Select every line below containing the word "pixel".

-- Extracted material follows --

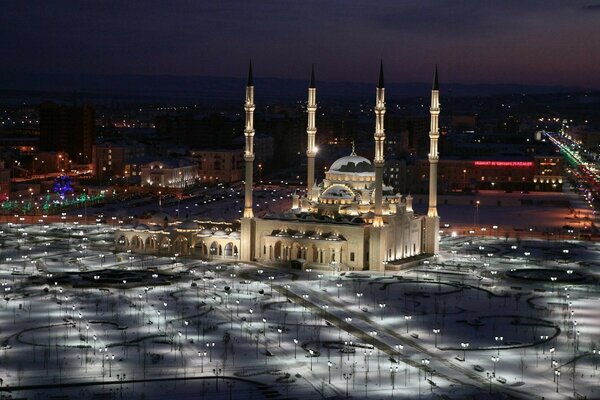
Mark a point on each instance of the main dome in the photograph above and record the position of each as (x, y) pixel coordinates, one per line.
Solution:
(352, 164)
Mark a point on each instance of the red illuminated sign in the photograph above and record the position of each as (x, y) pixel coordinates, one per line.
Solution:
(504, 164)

-- Extracted material concluded --
-- Extracted material follows --

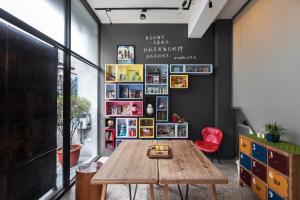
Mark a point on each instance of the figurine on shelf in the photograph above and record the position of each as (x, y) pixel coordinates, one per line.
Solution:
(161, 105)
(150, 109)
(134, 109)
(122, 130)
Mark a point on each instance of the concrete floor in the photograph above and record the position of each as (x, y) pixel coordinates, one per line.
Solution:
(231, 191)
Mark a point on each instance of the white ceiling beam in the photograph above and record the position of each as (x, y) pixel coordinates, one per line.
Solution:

-- Extracted material concluded --

• [Result below]:
Mark a point on each instance of the main dome in the photograph above and record the position of each as (x, y) pixel coordinates, one per line.
Mark a point on each instance of the red illuminated sign in the photograph above and record the position of each as (x, y) pixel coordinates, one per line.
Mark a point on each instance of the figurine on shelf in the photograph above and record the position of each as (x, y) pixel coordinates, one per line.
Mark a point on each instance of the concrete floor in the photograph above and record the position of each as (x, y) pixel coordinates, one per line.
Mark a point on each instance of the white ceiling beam in the photograph above and record the position of each as (x, y) pixel coordinates, one per line.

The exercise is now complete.